== PROVIDED DATA

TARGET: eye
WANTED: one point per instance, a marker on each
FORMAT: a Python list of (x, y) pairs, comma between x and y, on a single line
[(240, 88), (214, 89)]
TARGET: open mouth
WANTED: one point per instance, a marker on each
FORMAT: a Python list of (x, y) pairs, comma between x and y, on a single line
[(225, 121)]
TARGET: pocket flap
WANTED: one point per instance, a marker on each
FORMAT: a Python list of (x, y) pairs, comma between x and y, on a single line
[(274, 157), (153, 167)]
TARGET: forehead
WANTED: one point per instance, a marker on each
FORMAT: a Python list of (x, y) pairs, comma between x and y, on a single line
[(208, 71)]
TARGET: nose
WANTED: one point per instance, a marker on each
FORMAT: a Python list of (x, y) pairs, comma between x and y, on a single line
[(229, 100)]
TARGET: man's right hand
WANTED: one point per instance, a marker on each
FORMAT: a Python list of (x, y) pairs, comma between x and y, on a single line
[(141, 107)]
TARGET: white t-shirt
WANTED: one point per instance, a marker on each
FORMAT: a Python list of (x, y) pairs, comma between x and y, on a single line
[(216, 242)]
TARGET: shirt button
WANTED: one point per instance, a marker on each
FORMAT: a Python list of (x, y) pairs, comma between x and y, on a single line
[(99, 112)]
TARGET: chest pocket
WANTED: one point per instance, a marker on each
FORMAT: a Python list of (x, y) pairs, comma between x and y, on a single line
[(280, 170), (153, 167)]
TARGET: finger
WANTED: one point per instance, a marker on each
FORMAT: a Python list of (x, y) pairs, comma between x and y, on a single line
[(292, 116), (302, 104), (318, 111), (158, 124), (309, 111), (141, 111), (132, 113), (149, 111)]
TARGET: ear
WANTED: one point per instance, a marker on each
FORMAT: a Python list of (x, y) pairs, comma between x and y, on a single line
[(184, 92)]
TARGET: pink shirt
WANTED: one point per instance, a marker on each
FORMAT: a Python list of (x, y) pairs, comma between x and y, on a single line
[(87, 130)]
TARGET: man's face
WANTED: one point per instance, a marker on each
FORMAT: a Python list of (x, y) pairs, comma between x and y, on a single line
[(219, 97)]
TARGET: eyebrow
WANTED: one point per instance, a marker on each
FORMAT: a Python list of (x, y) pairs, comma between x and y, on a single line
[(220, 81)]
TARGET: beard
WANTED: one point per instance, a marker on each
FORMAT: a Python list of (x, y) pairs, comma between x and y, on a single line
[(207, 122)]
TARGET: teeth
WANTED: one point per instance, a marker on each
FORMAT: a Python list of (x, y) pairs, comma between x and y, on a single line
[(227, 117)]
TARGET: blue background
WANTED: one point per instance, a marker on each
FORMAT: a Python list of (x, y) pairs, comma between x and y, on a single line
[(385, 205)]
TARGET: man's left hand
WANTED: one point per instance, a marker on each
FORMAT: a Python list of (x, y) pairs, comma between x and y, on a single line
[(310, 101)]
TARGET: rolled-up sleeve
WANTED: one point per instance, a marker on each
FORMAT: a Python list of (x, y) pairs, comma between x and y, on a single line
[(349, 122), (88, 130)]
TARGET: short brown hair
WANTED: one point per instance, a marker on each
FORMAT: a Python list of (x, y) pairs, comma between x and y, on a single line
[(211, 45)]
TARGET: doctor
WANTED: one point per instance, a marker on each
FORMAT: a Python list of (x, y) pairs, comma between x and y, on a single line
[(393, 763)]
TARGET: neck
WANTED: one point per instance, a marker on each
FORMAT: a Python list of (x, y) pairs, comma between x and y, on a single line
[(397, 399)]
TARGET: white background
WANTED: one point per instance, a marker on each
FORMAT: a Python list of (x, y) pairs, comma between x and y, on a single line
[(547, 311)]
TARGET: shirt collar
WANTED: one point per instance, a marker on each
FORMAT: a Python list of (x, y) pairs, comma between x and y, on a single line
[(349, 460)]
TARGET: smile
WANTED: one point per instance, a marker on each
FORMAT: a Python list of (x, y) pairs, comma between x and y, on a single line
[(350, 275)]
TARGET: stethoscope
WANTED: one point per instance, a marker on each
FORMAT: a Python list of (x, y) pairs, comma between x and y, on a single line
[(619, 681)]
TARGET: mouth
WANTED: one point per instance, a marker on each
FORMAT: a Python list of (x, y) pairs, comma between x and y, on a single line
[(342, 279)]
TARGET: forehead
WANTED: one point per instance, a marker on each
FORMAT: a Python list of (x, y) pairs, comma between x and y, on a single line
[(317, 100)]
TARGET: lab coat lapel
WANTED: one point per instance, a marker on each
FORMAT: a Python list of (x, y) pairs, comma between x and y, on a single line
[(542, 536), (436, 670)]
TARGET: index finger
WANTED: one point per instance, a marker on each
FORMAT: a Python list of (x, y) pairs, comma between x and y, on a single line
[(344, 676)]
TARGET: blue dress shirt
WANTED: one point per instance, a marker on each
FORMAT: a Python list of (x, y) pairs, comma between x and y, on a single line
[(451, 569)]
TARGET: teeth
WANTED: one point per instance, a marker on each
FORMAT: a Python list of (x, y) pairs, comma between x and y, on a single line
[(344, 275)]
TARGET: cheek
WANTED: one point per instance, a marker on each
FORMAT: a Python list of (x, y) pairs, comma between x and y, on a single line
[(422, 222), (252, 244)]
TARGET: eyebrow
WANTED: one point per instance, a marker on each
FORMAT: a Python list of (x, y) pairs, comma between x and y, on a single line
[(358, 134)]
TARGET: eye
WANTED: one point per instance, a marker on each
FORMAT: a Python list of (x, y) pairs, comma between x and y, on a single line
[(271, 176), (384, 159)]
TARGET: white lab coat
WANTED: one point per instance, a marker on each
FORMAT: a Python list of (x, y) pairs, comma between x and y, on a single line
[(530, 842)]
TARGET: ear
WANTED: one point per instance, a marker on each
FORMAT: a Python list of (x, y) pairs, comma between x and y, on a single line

====

State how many lines of the records above contain "pocket", with no words besides the number.

_EXERCISE OUTPUT_
2